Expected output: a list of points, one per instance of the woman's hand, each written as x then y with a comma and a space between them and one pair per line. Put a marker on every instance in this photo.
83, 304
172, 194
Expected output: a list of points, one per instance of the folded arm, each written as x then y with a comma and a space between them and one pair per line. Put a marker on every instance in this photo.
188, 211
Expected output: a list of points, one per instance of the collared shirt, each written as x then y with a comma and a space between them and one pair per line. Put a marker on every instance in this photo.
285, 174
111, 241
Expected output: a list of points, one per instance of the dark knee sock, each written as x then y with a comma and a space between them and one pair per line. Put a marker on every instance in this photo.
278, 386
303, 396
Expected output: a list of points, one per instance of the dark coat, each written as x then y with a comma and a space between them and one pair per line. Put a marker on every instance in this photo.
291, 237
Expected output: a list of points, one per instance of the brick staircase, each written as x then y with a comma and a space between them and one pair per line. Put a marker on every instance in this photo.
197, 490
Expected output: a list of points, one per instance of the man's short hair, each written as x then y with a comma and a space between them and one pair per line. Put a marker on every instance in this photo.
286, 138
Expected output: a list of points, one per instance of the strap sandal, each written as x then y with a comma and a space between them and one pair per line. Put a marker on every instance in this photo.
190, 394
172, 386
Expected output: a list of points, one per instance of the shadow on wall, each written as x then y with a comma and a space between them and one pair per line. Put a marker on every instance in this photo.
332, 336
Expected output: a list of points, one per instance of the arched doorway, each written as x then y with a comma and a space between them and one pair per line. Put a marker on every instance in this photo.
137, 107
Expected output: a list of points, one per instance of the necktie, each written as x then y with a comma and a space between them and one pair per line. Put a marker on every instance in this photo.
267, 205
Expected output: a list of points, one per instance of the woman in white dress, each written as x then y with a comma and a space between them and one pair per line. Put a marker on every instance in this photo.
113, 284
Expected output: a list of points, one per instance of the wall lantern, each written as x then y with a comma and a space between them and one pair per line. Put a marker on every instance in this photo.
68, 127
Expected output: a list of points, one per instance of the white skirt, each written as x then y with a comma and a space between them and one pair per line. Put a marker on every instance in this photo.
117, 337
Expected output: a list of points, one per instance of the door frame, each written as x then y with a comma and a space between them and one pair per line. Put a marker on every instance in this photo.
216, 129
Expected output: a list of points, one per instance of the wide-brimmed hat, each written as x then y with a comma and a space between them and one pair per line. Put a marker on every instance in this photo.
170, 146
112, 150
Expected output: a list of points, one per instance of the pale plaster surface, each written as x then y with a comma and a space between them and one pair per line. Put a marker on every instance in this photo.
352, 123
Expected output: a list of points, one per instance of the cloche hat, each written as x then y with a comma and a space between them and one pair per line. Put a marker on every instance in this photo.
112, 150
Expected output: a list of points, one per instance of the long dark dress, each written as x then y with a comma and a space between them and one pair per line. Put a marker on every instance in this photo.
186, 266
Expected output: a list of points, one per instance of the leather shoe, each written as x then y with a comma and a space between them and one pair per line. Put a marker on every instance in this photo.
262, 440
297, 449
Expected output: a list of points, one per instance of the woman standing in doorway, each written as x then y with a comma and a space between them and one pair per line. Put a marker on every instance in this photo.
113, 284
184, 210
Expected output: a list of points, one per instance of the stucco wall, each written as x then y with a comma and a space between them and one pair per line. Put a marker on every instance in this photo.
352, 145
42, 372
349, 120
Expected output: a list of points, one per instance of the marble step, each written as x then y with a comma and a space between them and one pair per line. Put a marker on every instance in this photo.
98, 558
■ ■ ■ ■ ■
# TASK INSTRUCTIONS
Add 73 to each x and y coordinate in the point answers for everything from the line containing "of the marble" down to the end of the listing. Write out all of those lines again, leaving the rest of their text unchanged.

# EXPECTED ANSWER
Expected output: a list of points, one per instance of the marble step, each written as x then y with a comma and a space between them and one pair per line. Put a marker on every instance in this photo.
171, 631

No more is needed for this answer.